*** Opening of Page excerpt ***
Book Aid International
- Founded: 1954; 72 years ago
- Headquarters: London, U.K.
- Website: bookaid.org

= Book Aid International =

British charitable organization

Book Aid International is a UK registered charity that provides books and supports libraries in Africa and around the world. Every year the charity sends books to public and community libraries as well as libraries in prisons, refugee camps, hospitals, schools and universities. The charity works in close partnership with libraries and also helps libraries develop their services through its library support projects and programmes. In 2019, an estimated 19 million people read the books which Book Aid International provided. Book Aid International should not be confused with the Book Aid Charitable Trust, a Christian UK charity also serving African and other countries, mainly with second-hand Christian books.

== History ==
Book Aid International was founded in 1954 by Hermione, Countess of Ranfurly, after she moved to the Bahamas with her husband, Ulster-Scots Daniel Knox, 6th Earl of Ranfurly, who was Governor of the Bahamas. Upon touring the islands, Lady Ranfurly was shocked at the lack of reading materials available; she founded the Ranfurly Out Island Library service to provide books in the Bahamas. Over the years, she expanded her work throughout the Commonwealth of Nations and set up an organisation called The Ranfurly Library Service in London. In 1994, the Ranfurly Library Service changed its name to Book Aid International.

Prince Philip, Duke of Edinburgh was the charity's patron from 1966 until his death in April 2021. Queen Camilla has been patron since 2022.

In 2007, the Department for International Development ceased funding Book Aid International, requiring them to reduce staff numbers and countries they work in. It is now entirely funded by a range of trusts, companies and individuals.

In 2014, the organisation celebrated its 60th anniversary. Since 2012, it has been directed by Alison Tweed, who replaced Clive Nettleton. In 2014, Lord Boateng became the charity's Chair.

== Current work ==
According to their Annual Report, in 2019 Book Aid International sent 1.2 million books to partners in 26 countries around the world. Many of these countries are in Africa but they also send books to support readers in Syria, Iraq and Greece.

The charity is supported by book donations from the UK publishing industry and all the books they send are brand new.
*** Close of Page excerpt ***
*** Opening of Entries supplied ***
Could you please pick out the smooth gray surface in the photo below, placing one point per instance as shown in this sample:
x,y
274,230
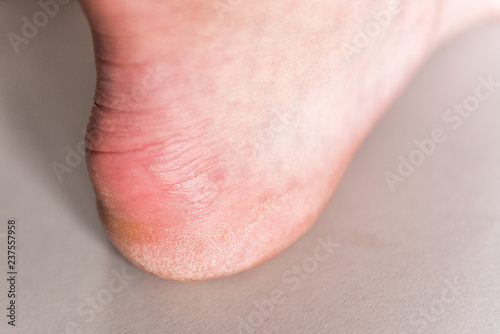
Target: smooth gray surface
x,y
398,251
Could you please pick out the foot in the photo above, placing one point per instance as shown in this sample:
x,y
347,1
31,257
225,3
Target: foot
x,y
221,128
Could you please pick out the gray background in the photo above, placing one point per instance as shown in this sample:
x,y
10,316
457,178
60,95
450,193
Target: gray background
x,y
398,251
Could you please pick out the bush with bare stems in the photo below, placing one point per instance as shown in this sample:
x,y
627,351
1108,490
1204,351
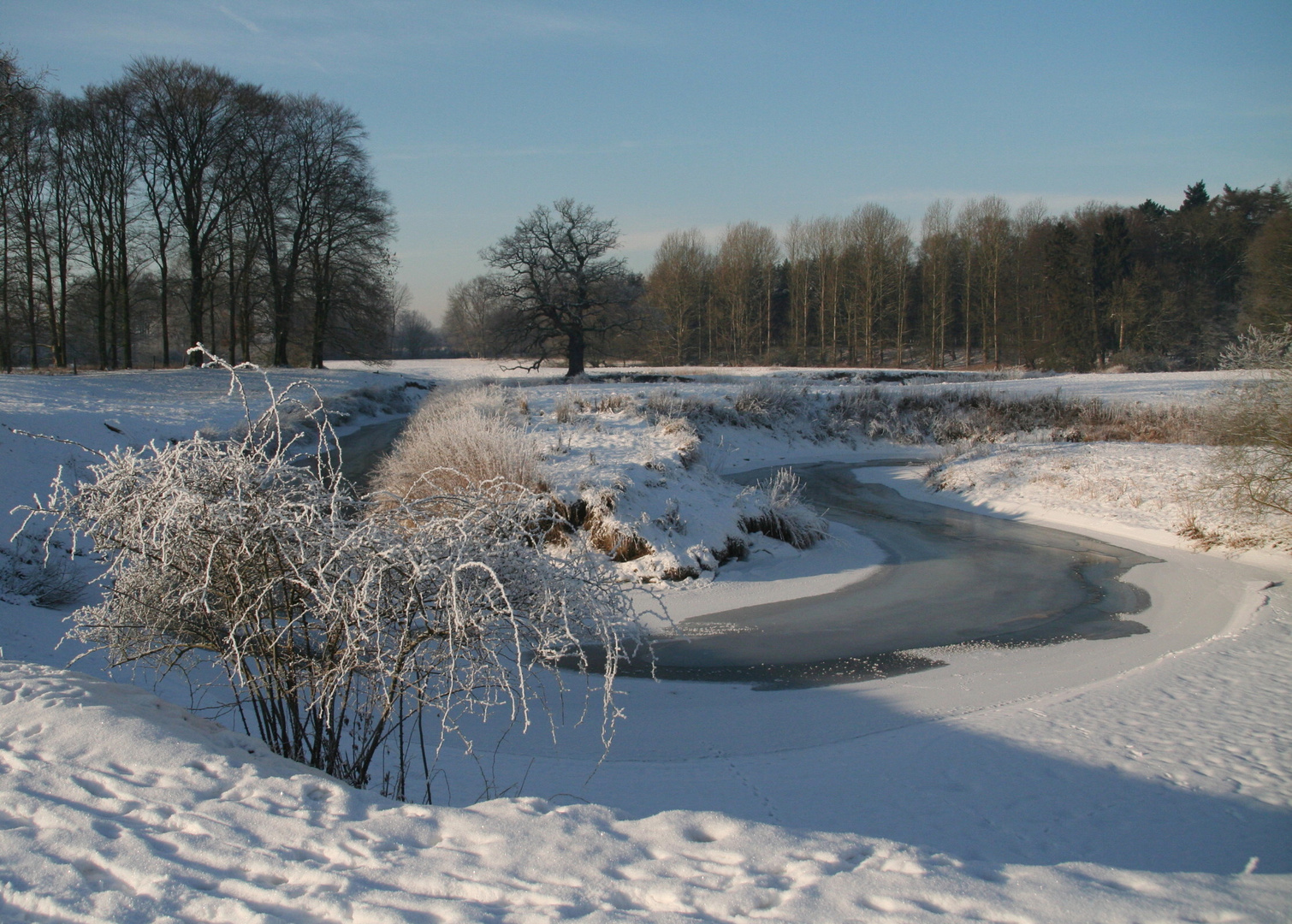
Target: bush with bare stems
x,y
345,625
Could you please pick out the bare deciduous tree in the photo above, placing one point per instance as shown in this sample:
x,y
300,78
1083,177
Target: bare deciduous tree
x,y
559,283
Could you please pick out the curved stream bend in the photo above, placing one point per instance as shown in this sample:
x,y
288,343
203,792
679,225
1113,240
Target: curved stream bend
x,y
951,577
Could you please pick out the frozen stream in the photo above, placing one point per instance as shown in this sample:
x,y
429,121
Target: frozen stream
x,y
951,577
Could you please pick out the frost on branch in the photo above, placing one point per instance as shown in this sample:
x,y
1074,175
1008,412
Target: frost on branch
x,y
345,625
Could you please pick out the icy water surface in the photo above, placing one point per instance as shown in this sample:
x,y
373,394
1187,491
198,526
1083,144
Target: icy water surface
x,y
951,577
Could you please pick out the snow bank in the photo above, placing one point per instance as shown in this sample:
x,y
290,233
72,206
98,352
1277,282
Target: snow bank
x,y
118,807
1147,779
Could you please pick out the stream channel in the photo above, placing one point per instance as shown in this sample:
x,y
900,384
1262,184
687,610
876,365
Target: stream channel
x,y
949,578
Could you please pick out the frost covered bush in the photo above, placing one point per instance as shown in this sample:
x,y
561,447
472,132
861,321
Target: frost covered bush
x,y
1253,465
345,625
782,512
952,417
767,401
33,572
459,438
1259,349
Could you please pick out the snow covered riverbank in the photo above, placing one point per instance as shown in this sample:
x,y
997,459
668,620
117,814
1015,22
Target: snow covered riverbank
x,y
1117,781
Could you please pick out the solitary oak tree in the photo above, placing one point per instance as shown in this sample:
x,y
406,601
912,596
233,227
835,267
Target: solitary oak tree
x,y
560,287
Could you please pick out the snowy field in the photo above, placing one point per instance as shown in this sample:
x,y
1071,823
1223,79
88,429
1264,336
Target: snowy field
x,y
1135,779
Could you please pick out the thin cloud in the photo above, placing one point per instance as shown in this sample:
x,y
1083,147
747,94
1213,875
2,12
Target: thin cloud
x,y
242,21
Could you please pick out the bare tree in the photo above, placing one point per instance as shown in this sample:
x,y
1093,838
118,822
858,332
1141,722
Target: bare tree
x,y
744,280
193,123
474,318
679,287
560,285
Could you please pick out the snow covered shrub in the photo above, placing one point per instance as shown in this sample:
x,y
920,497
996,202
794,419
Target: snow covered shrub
x,y
1253,427
782,512
767,401
459,438
31,570
1259,349
342,623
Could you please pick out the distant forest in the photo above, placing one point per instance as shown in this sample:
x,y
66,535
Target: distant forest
*** Close of Entries supplied ***
Exercises to complete:
**1)** List every kind of library that, according to the Book Aid International text above, the charity sends books to each year.
**2)** Quote the part of the Book Aid International text that opens with the words "In 2007, the" and closes with "the charity's Chair.".

Answers:
**1)**
- Public libraries
- Community libraries
- Prison libraries
- Refugee camp libraries
- Hospital libraries
- School libraries
- University libraries

**2)**
In 2007, the Department for International Development ceased funding Book Aid International, requiring them to reduce staff numbers and countries they work in. It is now entirely funded by a range of trusts, companies and individuals.

In 2014, the organisation celebrated its 60th anniversary. Since 2012, it has been directed by Alison Tweed, who replaced Clive Nettleton. In 2014, Lord Boateng became the charity's Chair.